*Saved entries*
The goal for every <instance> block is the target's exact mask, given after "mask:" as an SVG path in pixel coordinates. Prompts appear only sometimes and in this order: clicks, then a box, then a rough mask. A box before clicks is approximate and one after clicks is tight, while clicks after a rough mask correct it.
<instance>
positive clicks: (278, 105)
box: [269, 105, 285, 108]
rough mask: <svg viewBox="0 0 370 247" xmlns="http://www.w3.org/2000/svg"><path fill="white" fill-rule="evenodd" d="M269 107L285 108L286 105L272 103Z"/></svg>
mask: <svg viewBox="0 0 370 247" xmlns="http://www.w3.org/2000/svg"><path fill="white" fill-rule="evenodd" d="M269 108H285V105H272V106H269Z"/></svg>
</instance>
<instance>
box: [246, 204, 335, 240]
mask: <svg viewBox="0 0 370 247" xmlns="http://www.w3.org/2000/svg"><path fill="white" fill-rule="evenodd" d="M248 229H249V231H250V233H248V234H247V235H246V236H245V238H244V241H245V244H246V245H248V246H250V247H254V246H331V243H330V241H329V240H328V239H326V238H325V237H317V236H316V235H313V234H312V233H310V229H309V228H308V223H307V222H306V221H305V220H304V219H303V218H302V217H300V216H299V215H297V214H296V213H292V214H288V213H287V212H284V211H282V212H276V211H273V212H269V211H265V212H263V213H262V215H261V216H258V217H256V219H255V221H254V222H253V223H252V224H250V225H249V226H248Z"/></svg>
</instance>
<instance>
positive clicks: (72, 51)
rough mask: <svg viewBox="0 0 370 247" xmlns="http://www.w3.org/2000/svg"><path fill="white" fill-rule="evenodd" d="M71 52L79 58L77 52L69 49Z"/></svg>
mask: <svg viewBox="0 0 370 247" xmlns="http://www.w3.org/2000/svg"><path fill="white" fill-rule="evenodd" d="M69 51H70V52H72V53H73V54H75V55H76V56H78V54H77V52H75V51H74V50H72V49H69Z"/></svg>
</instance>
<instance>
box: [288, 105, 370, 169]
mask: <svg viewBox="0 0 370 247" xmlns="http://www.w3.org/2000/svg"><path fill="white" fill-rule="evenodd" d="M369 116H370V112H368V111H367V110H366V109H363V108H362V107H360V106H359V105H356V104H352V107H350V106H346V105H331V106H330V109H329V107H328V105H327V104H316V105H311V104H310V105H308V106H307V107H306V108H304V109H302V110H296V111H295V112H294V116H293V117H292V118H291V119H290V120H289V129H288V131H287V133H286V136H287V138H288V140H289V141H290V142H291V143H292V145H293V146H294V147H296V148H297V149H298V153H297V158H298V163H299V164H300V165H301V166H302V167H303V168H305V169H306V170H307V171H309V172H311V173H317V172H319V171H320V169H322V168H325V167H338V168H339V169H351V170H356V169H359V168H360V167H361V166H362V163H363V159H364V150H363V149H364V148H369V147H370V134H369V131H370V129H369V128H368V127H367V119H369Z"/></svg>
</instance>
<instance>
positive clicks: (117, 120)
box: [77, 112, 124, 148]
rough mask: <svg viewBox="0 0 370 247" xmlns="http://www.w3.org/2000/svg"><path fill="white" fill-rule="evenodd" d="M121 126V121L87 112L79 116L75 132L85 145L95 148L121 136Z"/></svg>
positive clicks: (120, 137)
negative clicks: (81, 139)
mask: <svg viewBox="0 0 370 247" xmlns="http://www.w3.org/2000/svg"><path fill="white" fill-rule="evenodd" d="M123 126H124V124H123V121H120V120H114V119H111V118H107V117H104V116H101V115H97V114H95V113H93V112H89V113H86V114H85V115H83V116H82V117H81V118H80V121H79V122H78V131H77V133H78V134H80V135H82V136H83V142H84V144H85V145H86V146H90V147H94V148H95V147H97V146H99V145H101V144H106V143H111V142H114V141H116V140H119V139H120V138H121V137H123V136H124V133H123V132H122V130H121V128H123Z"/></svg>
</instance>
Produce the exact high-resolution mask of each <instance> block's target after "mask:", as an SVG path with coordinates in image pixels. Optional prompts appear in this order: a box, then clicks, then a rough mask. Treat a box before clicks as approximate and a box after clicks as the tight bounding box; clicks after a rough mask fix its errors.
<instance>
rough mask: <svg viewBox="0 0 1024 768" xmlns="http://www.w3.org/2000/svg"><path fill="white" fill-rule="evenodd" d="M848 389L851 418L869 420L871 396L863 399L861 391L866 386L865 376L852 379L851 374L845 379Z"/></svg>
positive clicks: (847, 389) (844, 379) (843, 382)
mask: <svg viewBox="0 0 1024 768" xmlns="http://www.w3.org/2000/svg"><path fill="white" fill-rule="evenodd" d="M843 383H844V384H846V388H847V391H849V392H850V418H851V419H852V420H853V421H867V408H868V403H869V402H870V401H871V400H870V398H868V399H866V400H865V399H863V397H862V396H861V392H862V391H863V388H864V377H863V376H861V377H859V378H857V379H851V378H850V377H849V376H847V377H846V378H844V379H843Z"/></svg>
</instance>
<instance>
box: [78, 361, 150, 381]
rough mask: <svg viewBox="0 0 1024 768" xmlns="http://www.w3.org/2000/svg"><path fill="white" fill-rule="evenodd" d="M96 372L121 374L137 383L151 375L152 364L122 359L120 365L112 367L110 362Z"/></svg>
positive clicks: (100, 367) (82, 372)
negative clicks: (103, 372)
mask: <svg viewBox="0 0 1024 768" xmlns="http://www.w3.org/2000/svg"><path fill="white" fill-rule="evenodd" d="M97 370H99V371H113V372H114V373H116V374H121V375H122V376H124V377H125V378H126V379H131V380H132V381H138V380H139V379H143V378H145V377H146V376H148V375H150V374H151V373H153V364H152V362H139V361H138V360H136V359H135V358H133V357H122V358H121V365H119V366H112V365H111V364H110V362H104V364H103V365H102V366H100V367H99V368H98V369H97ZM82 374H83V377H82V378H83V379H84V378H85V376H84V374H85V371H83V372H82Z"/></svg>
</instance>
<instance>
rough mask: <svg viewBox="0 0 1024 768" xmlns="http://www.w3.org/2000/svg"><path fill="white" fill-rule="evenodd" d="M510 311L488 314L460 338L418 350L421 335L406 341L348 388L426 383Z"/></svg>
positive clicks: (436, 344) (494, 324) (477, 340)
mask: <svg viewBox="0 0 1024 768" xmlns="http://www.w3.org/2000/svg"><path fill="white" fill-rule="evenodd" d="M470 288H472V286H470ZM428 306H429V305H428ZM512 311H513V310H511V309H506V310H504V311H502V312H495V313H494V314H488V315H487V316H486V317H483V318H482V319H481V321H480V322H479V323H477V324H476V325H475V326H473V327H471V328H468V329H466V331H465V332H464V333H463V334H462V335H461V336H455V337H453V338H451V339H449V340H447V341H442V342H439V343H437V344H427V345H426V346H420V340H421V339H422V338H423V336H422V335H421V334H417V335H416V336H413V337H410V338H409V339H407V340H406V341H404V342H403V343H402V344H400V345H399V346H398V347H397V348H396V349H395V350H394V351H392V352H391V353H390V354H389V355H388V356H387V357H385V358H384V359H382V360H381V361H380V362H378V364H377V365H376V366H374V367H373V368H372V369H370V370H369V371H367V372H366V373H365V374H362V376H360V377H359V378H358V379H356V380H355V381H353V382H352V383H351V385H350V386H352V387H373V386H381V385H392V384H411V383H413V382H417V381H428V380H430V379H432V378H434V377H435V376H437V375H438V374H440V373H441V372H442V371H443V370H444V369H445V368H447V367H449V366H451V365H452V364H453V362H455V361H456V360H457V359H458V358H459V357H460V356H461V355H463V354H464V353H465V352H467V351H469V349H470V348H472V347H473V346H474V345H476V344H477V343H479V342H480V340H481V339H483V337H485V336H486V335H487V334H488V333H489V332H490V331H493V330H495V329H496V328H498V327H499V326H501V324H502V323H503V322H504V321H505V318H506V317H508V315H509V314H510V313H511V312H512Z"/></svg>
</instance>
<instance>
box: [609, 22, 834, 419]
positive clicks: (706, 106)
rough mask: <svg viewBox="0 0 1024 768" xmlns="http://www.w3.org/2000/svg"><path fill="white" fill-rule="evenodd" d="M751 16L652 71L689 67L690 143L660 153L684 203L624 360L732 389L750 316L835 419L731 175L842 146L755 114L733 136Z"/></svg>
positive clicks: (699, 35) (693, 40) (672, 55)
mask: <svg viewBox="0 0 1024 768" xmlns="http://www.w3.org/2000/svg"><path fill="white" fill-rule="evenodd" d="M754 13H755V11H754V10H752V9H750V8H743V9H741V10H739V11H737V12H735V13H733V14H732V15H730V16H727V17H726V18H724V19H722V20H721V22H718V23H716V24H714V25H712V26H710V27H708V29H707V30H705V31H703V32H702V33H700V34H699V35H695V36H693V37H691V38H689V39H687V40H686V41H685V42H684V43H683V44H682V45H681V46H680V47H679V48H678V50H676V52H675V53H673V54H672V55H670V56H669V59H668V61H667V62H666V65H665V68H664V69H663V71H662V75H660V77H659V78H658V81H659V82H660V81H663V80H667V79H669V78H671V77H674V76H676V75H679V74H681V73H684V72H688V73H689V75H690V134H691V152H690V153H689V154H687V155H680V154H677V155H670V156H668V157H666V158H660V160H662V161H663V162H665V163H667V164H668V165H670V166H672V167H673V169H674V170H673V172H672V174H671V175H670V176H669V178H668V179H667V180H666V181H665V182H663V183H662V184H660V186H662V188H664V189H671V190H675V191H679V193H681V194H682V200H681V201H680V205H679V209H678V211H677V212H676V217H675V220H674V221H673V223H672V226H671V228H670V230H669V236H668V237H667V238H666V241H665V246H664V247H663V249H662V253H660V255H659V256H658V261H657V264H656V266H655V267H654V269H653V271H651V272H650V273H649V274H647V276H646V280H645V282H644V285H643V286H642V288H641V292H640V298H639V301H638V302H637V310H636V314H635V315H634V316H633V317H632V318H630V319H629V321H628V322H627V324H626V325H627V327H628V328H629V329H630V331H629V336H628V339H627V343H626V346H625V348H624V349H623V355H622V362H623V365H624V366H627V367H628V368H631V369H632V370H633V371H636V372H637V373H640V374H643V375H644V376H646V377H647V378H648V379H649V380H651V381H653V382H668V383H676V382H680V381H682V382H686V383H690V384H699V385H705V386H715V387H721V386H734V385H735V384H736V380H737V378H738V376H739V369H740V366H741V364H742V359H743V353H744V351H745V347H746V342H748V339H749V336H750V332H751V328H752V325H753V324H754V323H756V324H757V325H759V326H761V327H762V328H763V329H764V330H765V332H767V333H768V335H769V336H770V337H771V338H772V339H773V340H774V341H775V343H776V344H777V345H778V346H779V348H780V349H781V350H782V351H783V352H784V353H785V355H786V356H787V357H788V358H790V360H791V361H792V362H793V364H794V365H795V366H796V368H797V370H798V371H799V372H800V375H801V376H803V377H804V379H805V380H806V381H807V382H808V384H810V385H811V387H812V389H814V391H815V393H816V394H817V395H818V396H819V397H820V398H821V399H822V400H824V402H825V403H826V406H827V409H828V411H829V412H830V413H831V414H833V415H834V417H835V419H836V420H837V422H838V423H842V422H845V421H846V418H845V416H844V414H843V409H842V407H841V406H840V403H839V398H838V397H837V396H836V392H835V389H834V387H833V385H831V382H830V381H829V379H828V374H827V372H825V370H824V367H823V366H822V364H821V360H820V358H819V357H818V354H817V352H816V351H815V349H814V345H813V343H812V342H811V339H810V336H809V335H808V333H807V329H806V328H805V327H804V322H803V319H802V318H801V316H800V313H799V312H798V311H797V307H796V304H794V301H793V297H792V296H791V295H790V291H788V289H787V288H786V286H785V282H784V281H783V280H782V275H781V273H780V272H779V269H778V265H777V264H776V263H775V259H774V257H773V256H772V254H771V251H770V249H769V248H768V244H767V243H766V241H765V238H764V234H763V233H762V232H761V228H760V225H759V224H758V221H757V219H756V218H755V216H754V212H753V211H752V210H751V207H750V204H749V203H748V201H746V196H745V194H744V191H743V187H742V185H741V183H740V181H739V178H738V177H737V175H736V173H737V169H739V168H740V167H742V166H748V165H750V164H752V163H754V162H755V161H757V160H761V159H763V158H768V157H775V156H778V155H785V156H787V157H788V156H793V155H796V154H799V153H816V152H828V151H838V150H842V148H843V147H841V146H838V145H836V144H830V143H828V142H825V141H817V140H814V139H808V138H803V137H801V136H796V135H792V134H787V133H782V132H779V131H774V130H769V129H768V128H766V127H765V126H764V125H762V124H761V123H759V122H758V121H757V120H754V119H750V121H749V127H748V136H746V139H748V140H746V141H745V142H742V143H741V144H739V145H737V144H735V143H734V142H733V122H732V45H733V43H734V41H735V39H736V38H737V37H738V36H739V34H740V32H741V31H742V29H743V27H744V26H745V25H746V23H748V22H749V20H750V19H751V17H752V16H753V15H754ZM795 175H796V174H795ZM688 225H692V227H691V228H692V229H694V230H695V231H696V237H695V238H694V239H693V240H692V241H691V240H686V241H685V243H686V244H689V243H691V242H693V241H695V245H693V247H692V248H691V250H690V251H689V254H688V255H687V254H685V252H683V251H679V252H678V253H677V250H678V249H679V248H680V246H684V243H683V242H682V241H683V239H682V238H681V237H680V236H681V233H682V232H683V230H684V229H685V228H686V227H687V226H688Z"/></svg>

*Task to carry out*
How many lines in the saved entries above contain the string "exact"? Case matters, and give only the number.

*Exercise answer*
2